======== INFORMATION SHOWN ========

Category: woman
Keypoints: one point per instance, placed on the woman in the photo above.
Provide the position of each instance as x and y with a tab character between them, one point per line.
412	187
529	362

========

REQUIREMENT. Output all of the material, please, exactly as it stands.

SOLUTION FOR THIS PROBLEM.
Category: woman
Keypoints: one point per instance, placed on the woman in the photo above.
Provide the position of each instance as x and y with a tab character between them, one point per line.
412	187
529	362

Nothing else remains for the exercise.